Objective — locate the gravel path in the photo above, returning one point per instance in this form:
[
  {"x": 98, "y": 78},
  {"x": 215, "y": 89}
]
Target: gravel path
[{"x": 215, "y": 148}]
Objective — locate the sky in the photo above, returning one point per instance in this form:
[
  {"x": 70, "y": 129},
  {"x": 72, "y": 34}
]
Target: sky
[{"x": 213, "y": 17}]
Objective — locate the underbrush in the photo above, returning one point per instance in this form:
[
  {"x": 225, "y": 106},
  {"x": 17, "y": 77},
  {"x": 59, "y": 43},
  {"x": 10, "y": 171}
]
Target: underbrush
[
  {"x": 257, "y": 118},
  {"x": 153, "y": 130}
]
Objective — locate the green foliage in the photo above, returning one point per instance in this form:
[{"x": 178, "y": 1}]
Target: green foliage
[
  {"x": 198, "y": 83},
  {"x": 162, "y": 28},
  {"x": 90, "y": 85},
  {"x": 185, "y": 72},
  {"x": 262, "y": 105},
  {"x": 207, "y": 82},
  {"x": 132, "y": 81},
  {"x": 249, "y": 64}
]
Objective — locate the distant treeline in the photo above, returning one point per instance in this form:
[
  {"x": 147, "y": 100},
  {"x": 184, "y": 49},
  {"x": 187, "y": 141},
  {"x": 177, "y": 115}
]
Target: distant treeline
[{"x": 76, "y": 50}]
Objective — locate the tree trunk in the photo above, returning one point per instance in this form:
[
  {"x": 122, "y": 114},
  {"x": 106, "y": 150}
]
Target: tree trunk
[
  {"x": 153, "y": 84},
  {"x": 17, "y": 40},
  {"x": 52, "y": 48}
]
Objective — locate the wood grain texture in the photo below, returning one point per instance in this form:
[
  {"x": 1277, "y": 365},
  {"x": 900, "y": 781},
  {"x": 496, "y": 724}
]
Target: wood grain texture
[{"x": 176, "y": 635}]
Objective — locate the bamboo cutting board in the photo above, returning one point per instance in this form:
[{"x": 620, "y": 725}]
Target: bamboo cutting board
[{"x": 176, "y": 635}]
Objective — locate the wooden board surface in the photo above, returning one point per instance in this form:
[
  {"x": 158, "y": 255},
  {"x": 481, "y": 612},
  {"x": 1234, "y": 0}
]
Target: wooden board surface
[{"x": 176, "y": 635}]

...

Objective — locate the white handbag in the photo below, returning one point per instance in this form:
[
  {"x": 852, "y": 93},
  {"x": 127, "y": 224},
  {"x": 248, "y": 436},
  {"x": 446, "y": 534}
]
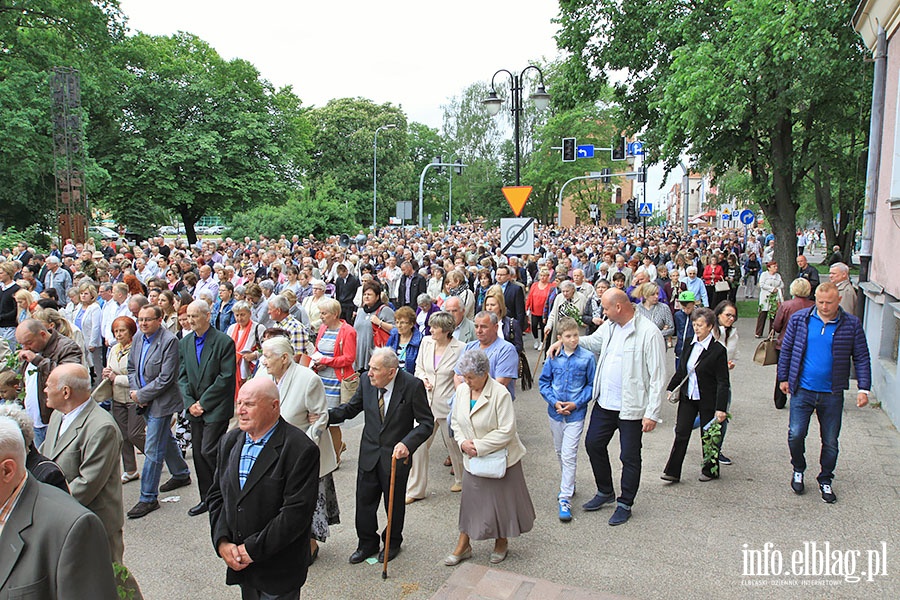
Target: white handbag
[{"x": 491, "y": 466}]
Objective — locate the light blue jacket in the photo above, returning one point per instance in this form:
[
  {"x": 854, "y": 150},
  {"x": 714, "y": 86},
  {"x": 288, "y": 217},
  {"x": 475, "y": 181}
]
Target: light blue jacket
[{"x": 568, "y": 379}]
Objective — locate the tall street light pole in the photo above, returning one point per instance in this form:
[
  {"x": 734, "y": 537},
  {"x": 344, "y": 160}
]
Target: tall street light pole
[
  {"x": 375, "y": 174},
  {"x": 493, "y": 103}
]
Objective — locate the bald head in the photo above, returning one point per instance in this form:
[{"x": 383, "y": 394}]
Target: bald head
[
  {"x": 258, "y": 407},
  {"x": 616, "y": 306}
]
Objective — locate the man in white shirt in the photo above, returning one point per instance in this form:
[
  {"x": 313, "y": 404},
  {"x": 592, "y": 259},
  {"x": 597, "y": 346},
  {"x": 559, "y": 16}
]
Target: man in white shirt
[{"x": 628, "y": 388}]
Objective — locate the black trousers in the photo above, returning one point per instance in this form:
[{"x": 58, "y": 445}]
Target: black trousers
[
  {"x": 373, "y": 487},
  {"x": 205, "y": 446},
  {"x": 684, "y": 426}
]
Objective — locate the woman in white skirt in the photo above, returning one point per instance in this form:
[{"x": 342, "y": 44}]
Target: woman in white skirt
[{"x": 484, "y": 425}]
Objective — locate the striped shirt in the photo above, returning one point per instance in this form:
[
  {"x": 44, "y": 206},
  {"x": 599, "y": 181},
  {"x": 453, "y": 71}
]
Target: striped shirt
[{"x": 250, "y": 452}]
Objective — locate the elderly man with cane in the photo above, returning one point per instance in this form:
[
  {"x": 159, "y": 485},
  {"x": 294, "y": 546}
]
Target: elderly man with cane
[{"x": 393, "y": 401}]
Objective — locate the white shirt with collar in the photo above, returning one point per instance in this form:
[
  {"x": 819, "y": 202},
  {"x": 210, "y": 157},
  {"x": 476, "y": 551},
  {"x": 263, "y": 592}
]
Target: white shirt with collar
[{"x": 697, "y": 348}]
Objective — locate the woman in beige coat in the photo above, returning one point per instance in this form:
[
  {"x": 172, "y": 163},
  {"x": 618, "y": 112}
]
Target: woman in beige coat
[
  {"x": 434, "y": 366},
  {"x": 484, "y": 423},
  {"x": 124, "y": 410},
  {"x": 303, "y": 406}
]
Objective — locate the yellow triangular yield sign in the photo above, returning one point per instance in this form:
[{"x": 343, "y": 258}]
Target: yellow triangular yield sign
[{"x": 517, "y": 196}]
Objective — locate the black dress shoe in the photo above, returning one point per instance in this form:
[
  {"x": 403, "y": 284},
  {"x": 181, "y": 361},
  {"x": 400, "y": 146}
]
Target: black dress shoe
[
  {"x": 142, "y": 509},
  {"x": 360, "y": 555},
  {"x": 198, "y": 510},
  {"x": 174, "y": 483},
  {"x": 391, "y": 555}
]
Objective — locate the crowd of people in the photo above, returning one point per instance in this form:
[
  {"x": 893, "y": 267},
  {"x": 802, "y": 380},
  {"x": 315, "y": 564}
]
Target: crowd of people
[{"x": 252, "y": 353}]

_INSTRUCTIONS FOR THE TASK_
Count the lines in the material above that contain the string "elderly", with case significant. Reply with the number only.

_ANSWER_
2